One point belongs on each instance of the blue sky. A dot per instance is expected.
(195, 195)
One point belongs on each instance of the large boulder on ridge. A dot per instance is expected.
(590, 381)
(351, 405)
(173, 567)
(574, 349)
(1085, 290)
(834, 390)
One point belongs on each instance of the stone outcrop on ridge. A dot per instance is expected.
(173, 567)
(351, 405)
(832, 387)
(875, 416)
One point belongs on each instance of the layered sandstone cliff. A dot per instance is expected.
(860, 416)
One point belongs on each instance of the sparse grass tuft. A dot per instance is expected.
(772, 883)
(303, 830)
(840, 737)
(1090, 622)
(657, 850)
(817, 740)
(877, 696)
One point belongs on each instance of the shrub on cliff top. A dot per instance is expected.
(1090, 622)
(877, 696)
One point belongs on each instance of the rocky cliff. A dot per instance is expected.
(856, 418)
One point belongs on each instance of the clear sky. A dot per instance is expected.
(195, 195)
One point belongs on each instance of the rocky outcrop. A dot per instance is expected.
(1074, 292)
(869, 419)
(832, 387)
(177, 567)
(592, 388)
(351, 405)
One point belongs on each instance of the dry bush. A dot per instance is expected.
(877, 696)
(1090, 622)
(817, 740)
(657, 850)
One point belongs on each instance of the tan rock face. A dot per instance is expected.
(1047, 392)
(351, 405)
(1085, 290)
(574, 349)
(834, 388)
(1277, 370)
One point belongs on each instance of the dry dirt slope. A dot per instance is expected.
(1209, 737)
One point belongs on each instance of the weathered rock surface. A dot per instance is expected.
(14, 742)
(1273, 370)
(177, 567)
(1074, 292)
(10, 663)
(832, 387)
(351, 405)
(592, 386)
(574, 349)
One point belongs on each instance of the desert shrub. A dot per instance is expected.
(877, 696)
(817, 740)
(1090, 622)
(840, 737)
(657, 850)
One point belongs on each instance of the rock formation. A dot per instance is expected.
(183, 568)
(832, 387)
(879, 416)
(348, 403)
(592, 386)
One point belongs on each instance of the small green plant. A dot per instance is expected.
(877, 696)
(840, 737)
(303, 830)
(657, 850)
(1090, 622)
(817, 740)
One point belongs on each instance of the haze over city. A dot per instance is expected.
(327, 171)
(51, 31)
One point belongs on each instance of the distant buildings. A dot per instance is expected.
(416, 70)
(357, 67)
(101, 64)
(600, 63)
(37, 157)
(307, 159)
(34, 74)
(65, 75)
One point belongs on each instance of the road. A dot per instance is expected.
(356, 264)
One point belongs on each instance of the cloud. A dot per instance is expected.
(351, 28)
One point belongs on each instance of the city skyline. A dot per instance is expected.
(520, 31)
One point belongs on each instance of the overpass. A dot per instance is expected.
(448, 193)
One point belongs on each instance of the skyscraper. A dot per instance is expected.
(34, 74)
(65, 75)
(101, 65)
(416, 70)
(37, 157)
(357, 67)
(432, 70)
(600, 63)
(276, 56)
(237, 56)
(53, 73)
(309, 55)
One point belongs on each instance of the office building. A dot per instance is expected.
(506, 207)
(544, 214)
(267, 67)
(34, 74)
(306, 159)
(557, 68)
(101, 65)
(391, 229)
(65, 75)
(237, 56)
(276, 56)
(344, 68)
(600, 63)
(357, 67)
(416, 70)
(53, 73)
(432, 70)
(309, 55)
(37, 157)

Task objective: Format the entries above as a JSON list of strings, with one string for each line and no strings for blank lines.

Task response:
[
  "One point belongs on each instance of the blue sky. A dot per instance is expected.",
  "(195, 195)",
  "One point belongs on each instance of the large boulder on ridge. A dot per instance is expected.",
  "(590, 381)",
  "(351, 405)",
  "(173, 567)",
  "(574, 349)",
  "(1085, 290)",
  "(834, 390)",
  "One point belongs on each instance of the stone outcrop on ridge. A dot per instance is expected.",
  "(173, 567)",
  "(351, 405)",
  "(832, 387)",
  "(875, 416)",
  "One point belongs on each instance of the layered sandstone cliff. A dot per instance is expected.",
  "(860, 416)",
  "One point belongs on each instance of the sparse grass tuft. A dot per instance is expected.",
  "(772, 883)",
  "(303, 830)",
  "(840, 737)",
  "(1090, 622)",
  "(657, 850)",
  "(817, 740)",
  "(877, 696)",
  "One point belongs on each instance of the shrub on cliff top. A dot per instance is expected.",
  "(1090, 622)",
  "(877, 696)",
  "One point belongs on each instance of the rocky cliff. A dot per instance is expected.",
  "(856, 418)",
  "One point belongs on each instance of the clear sky. A dot per instance is expected.",
  "(195, 195)",
  "One point belongs on each instance of the rocky outcrop. A dot per instance is expected.",
  "(1074, 292)",
  "(869, 419)",
  "(832, 387)",
  "(177, 567)",
  "(592, 388)",
  "(351, 405)",
  "One point belongs on each instance of the dry bush. A dot per instance is expected.",
  "(877, 696)",
  "(1090, 622)",
  "(817, 740)",
  "(657, 850)",
  "One point belongs on each instance of the tan rock face. A dot per instance is expected.",
  "(1047, 392)",
  "(351, 405)",
  "(1085, 290)",
  "(574, 349)",
  "(834, 388)",
  "(1277, 370)",
  "One point belongs on each instance of the dry dirt slope. A dot per instance is expected.",
  "(1209, 737)",
  "One point belongs on each instance of the weathered rock surface. A dot per instance is expected.",
  "(14, 742)",
  "(1273, 370)",
  "(177, 567)",
  "(1074, 292)",
  "(10, 663)",
  "(832, 387)",
  "(351, 405)",
  "(592, 386)",
  "(574, 349)",
  "One point belongs on each instance of the desert shrub. A dot per instance is expected.",
  "(877, 696)",
  "(817, 740)",
  "(1090, 622)",
  "(840, 737)",
  "(657, 850)",
  "One point belongs on each instance of the rock formation. A dot per instance is expected.",
  "(183, 568)",
  "(832, 387)",
  "(879, 416)",
  "(348, 403)",
  "(592, 386)",
  "One point belongs on each instance of the small green plant. A dot per instance is expected.",
  "(877, 696)",
  "(840, 737)",
  "(303, 830)",
  "(657, 850)",
  "(1090, 622)",
  "(817, 740)",
  "One point belongs on each instance of the haze over city. A dot per instance is expected.",
  "(327, 171)",
  "(51, 31)",
  "One point belongs on each instance of the distant buildings. A dot per instance is expected.",
  "(416, 70)",
  "(357, 67)",
  "(101, 64)",
  "(600, 63)",
  "(37, 157)",
  "(307, 159)",
  "(34, 74)",
  "(65, 75)",
  "One point belongs on each instance of the road. A dot per instance is expected.",
  "(356, 264)",
  "One point belongs on each instance of the cloud. A dot per instance is expected.",
  "(351, 28)",
  "One point belongs on each instance of the city skyline. A dot per instance is expected.",
  "(520, 31)",
  "One point belongs on each instance of the overpass. A dot per instance is expected.",
  "(448, 193)",
  "One point belongs on each instance of the skyscraper. A dot per instance is expected.",
  "(34, 74)",
  "(65, 75)",
  "(101, 65)",
  "(416, 70)",
  "(37, 157)",
  "(357, 67)",
  "(432, 70)",
  "(600, 63)",
  "(276, 56)",
  "(237, 56)",
  "(53, 73)",
  "(309, 55)",
  "One point belongs on each instance of the office building. A dot per instance is expected.",
  "(506, 207)",
  "(544, 214)",
  "(267, 67)",
  "(34, 74)",
  "(306, 159)",
  "(557, 68)",
  "(101, 65)",
  "(391, 229)",
  "(65, 75)",
  "(237, 56)",
  "(276, 56)",
  "(344, 68)",
  "(600, 63)",
  "(357, 67)",
  "(416, 70)",
  "(53, 73)",
  "(432, 70)",
  "(309, 55)",
  "(37, 157)"
]